• Problems and tasks:
a - Which actions does the speaker in the remarks on margins say have been put in place? List every one.
b - Can you copy the part of the remarks on margins that opens with the words containing "But having said" and closes with "and win orders."?
c - Do these statements agree with the remarks on margins? Answer yes or no for each, and quote the words that settle it.
(i) The speaker says the second quarter took the company a little off track.
(ii) The speaker makes a firm prediction about the opportunity in the marketplace.
(iii) The figure 8.6 comes from adding another 100 basis points to 7.6.

• Supplied text:
····················

This year, as we came into the second quarter, in particular -- we all know the story there -- I think it took us a little bit off track.
But having said that, I do believe that as volume picks up -- not declines, but picks up even to a flat level -- you'll start to see our margins reflect, I think, activity more consistent with our goals.
And as I think about 6.6, if you imagine 7.6, and then you took 7.6 and added another 100 basis points and got it to 8.6, without forecasting here, those are the types of targets that we are shooting for.
The actions that we've put in place, both the consolidation of our manufacturing facilities, the streamlining of our operations, as a result, the reduction in force, I think all bode well for us getting our cost structure in order.
The marketplace just -- we think that there is some real opportunity out there, but, again, I'm not going to predict that.
I'm going to look at our order rates, I'm going to look at our ability to serve our customers and win orders.

····················

• Data shown:
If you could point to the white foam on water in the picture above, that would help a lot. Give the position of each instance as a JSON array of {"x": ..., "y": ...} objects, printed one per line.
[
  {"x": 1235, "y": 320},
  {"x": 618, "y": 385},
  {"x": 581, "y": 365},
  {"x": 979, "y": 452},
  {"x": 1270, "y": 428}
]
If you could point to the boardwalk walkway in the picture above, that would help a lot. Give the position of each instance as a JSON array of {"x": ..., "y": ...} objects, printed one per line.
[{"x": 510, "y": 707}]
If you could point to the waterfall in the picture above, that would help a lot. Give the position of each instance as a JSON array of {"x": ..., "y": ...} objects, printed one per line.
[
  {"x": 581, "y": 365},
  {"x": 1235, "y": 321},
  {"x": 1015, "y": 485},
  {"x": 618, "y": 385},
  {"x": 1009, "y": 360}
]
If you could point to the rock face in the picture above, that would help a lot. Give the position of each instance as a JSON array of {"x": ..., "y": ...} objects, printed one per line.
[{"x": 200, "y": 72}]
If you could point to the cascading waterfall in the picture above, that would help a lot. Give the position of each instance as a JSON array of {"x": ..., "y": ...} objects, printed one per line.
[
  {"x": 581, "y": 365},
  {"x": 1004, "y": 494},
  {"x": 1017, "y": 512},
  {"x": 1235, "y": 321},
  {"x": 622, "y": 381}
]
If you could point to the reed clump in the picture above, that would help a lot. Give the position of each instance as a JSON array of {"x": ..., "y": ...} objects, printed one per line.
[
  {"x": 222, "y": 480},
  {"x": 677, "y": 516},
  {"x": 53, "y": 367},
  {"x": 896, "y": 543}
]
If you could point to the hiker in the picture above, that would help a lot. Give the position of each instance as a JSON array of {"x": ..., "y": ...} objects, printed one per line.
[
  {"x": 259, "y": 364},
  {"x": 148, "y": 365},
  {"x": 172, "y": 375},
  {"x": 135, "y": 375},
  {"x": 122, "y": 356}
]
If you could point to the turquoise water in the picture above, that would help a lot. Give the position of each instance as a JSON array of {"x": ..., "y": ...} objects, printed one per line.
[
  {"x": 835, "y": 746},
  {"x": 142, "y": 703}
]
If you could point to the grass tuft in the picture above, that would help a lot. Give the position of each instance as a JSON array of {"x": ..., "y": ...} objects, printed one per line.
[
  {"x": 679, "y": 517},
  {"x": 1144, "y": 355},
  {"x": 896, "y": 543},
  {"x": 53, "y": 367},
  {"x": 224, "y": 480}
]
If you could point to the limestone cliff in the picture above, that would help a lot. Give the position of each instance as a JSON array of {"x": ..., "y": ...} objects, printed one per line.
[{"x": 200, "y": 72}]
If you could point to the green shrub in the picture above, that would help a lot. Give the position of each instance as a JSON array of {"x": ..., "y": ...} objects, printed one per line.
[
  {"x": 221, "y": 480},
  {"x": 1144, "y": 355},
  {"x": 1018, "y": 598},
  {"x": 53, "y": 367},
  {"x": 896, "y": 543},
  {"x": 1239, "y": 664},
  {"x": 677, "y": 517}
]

····················

• Solutions below:
a -
- the consolidation of our manufacturing facilities
- the streamlining of our operations
- the reduction in force

b -
But having said that, I do believe that as volume picks up -- not declines, but picks up even to a flat level -- you'll start to see our margins reflect, I think, activity more consistent with our goals.
And as I think about 6.6, if you imagine 7.6, and then you took 7.6 and added another 100 basis points and got it to 8.6, without forecasting here, those are the types of targets that we are shooting for.
The actions that we've put in place, both the consolidation of our manufacturing facilities, the streamlining of our operations, as a result, the reduction in force, I think all bode well for us getting our cost structure in order.
The marketplace just -- we think that there is some real opportunity out there, but, again, I'm not going to predict that.
I'm going to look at our order rates, I'm going to look at our ability to serve our customers and win orders.

c -
(i) Yes: "I think it took us a little bit off track."
(ii) No: "but, again, I'm not going to predict that."
(iii) Yes: "you took 7.6 and added another 100 basis points and got it to 8.6"